** START Page **

Thanks for these thoughts about participatory tools and persuasion. I think I remember (or maybe it's my own observation) about the McCroskey breakdown of source credibility is that the first two--perceived competence and perceived trustworthiness--are overshadowed by perceived goodwill. So if people perceive a significant lack of goodwill in a persuader, the other two are significantly diminished.

Something else your discussion of persuasion reminded me of is Herbert Kelman's social theory that distinguishes between compliance, identification, and internalization. In a marketing context, if a compliance level of persuasion is reached, people will adopt the desired behavior as long as a reward or punishment backs it up and stop the behavior when that reward/punishment is no longer in place. If they reach an identification level, they will adopt the behavior as long as they see themselves or want to see themselves like the people advocating the behavior or using the product, but will stop the behavior when they no longer identify. The internalization stage means they actually believe in the behavior, the product or service, regardless of whether others do or not. This is the longest lasting degree of persuasion.

** END Page **
** START Supplied entries **

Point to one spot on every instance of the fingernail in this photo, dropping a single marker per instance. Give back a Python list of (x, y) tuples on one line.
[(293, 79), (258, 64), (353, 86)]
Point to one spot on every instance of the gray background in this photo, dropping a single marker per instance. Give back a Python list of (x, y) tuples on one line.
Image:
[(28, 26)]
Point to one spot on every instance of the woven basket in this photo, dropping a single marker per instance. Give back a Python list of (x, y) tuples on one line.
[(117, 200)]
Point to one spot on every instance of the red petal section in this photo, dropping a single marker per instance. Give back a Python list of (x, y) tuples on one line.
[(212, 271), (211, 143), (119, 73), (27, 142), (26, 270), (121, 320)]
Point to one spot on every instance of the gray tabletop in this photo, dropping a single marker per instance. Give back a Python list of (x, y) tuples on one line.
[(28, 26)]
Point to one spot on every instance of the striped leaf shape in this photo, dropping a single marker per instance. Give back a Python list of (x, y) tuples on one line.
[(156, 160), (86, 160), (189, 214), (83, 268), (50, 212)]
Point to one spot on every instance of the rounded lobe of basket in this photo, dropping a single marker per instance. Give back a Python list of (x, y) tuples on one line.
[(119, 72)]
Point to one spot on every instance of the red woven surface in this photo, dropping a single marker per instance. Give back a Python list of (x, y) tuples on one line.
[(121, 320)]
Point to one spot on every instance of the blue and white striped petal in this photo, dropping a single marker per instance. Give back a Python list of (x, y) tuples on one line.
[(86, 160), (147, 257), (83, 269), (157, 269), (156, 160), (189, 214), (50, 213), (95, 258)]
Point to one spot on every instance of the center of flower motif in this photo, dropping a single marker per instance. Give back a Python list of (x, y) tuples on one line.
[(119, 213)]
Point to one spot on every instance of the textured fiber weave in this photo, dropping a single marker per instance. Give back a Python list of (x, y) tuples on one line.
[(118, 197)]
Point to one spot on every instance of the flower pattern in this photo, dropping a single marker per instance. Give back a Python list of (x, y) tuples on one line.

** END Supplied entries **

Please reproduce the persuasion text above word for word, starting at "Something else your" and ending at "degree of persuasion.".

Something else your discussion of persuasion reminded me of is Herbert Kelman's social theory that distinguishes between compliance, identification, and internalization. In a marketing context, if a compliance level of persuasion is reached, people will adopt the desired behavior as long as a reward or punishment backs it up and stop the behavior when that reward/punishment is no longer in place. If they reach an identification level, they will adopt the behavior as long as they see themselves or want to see themselves like the people advocating the behavior or using the product, but will stop the behavior when they no longer identify. The internalization stage means they actually believe in the behavior, the product or service, regardless of whether others do or not. This is the longest lasting degree of persuasion.